### TASK TO CARRY OUT
Without the pictures, repeat all of the data exactly as it appears below.

(Natural language region descriptions)
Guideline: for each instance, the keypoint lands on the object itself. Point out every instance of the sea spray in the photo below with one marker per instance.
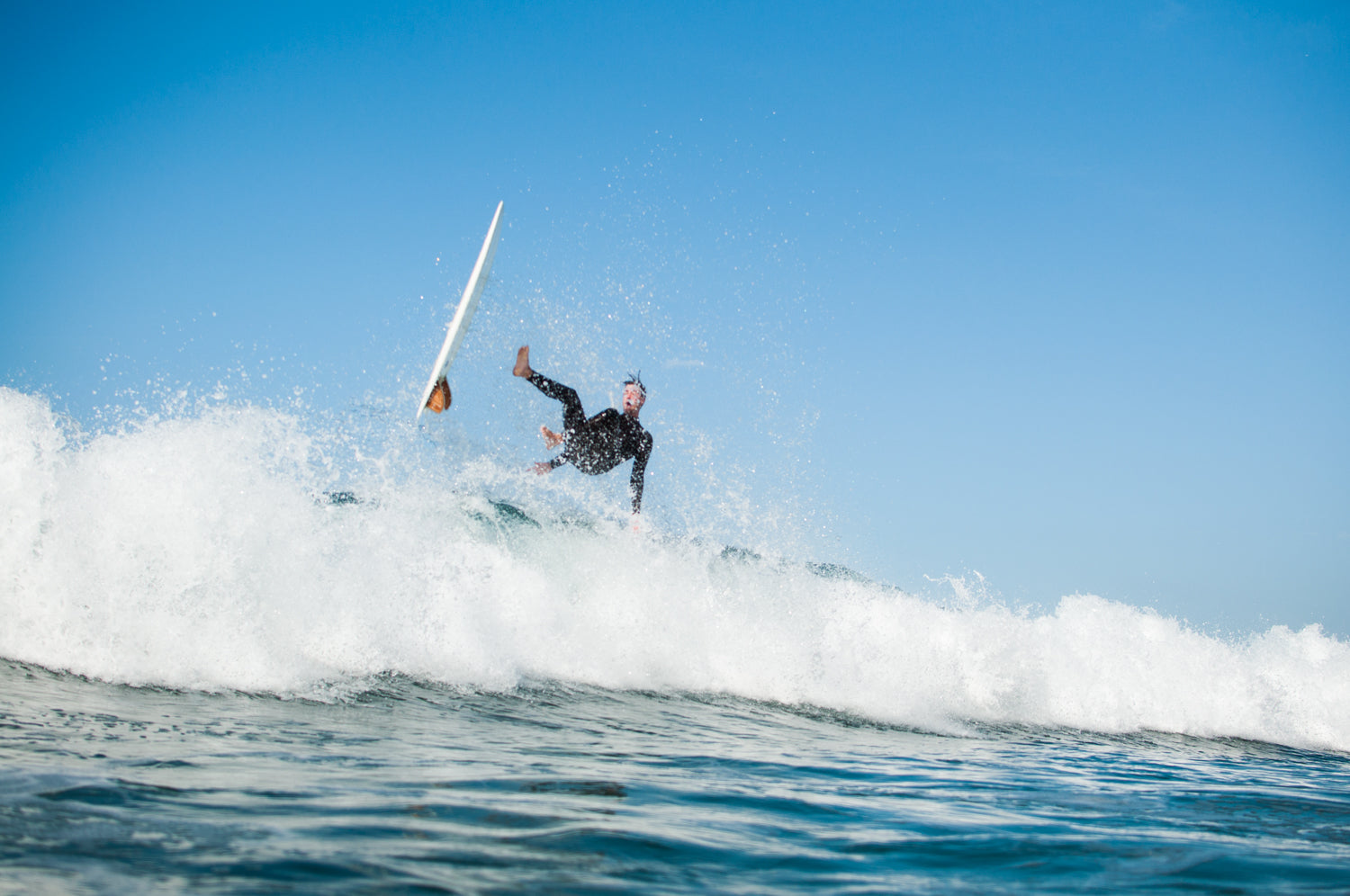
(215, 551)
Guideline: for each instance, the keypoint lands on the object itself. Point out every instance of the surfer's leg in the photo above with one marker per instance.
(523, 363)
(572, 413)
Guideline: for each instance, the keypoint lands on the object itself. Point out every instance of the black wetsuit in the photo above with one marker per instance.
(601, 443)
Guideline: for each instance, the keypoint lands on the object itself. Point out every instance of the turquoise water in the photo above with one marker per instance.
(418, 787)
(230, 661)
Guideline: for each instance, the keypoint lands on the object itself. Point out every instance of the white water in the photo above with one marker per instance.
(197, 551)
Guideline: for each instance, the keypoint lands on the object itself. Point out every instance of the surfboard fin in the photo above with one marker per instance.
(439, 399)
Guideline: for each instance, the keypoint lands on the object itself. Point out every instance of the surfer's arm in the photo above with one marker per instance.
(634, 482)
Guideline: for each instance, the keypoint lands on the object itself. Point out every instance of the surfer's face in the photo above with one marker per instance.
(634, 397)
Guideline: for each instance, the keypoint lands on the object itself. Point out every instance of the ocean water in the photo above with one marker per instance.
(242, 655)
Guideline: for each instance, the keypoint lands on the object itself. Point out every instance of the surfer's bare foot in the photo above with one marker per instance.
(523, 363)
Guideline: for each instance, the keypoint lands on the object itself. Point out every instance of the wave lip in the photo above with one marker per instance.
(208, 552)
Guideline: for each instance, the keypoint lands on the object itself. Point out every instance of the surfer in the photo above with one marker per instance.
(601, 443)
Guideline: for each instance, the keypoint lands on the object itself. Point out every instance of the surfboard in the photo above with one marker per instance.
(436, 396)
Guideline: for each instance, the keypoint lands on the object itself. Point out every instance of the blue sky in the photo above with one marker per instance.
(1058, 293)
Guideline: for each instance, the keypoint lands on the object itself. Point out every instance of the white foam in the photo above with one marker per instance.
(197, 551)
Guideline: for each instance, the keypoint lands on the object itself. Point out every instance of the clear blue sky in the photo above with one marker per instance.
(1053, 291)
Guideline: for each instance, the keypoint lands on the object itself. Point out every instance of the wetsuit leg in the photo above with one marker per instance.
(572, 413)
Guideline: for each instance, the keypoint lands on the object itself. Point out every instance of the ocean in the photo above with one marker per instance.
(245, 656)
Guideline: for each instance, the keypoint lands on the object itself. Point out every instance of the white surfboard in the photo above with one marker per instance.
(459, 323)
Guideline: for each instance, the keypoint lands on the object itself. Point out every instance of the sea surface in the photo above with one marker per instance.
(234, 661)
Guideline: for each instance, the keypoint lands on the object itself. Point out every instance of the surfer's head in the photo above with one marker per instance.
(634, 393)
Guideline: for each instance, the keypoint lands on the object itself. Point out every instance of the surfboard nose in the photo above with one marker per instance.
(440, 397)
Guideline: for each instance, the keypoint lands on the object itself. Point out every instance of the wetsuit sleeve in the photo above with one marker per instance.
(634, 483)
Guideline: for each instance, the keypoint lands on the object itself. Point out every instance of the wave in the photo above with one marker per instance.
(234, 548)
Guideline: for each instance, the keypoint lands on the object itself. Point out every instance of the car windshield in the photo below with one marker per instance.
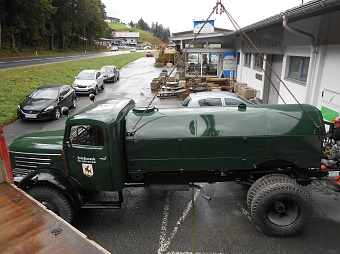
(186, 101)
(244, 100)
(85, 76)
(44, 94)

### RESULT
Guideline: for each instance, the keypoint lands on the object itself. Point out every instance of the sea spray in the photo below with one marker per instance.
(215, 551)
Guideline: for each instance, the keypoint lands on the object itself. Point out every instance of the surfer's leg in the photo above with one marker per instance.
(523, 363)
(572, 413)
Guideline: for each instance, the keypoint lands on the object itself. Point out every instance of the black wetsuit in the photo above with one marker per instance.
(601, 443)
Guideline: for each instance, the keypoint lands on the object itself. Point out every instance of the turquoise water in the photo above with one marker per instance.
(418, 787)
(230, 661)
Guideline: for each instance, the keypoint lands on the object itself. Point out every instance of the white water in the photo above with one marker per instance.
(197, 551)
Guideline: for each instance, the keypoint lands on the object itself. Point out every instance of the surfboard fin in the photo above with one marker per instance.
(439, 399)
Guideline: for each instance, the keypoint lands on the object itself. Point out every instance of the surfer's arm in the photo above with one marker per instance.
(634, 482)
Guideline: for each instance, the keypoint lands on the object itself. Point out every instance of the surfer's face in the photo above with one marker per instance.
(634, 397)
Guideline: for each instance, the keypoint lands on the object itself. Point out every instance of the ocean water in the photo above with one marker per instance.
(242, 655)
Guideline: for each instance, the keypoint lands on the object itself. Point out every instance of the surfer's bare foot in the photo above with one marker per instance.
(523, 363)
Guideline: for each instance, the keypoint lands on the object itself. Point out every instance of the wave lip in the photo above with one marker per instance.
(208, 552)
Guideline: for each instance, the keypoint lands on the object itself. Point out every instance of the surfer in the photo above with one marker per instance.
(601, 443)
Guideline: for each instance, the keypoint lands on the object itself. Point out every instance of the surfboard in the photo above with one marker per instance.
(436, 396)
Guideline: for each instance, the keypoint lands on the object itself. Point out every instance of the blue sky in the photo above with one marker per instance.
(1058, 293)
Guideline: for each instance, the keypoint lands on the object itself. Point out every instance of the white foam in the photo above with one marker per instance.
(197, 551)
Guideline: for each instance, the keypoint lands on the object itself. Point out every instance of the clear blue sky in the photo above with one marker per instance.
(1053, 291)
Guideline: for each instance, the keypoint lands on the object itself. Point out every instance of the wetsuit leg in the photo above with one marker per instance.
(572, 413)
Guideline: for each instance, the keypoint lands on the object itself. Point out every instance of the ocean in the photo above with one marker per instance.
(245, 656)
Guideline: for each instance, the keypoint lands on the object itself. Point out every instance of the white surfboard in the photo above with one marker per instance.
(459, 323)
Guideline: for each instance, the keypoint lands on the object itself. Point out every instance of the sea surface in the photo above with one marker per instance.
(234, 661)
Guideline: for each instance, the keypoint lands on the object itself. Point out every instance of the surfer's head in the photo above with one marker per instance.
(634, 393)
Guideline: for each instance, the keypoint lands on the object itself. Point out every instance of the surfboard nose in the photo above with one marker per instance.
(440, 397)
Guideline: for each instance, the keypoint lands on the object itself. Point out every instance of the wetsuit sleeve in the photo above with one marker per instance.
(634, 483)
Guideline: for each instance, the keypoint lands on the object itself. Point out every instance of the wave in the photo above with one marker per instance.
(234, 548)
Guideline: for each instance, the keypoint lands on the object itself. Point out every instance of the car windshield in the photo below with one marker per instance.
(186, 101)
(244, 100)
(85, 76)
(44, 94)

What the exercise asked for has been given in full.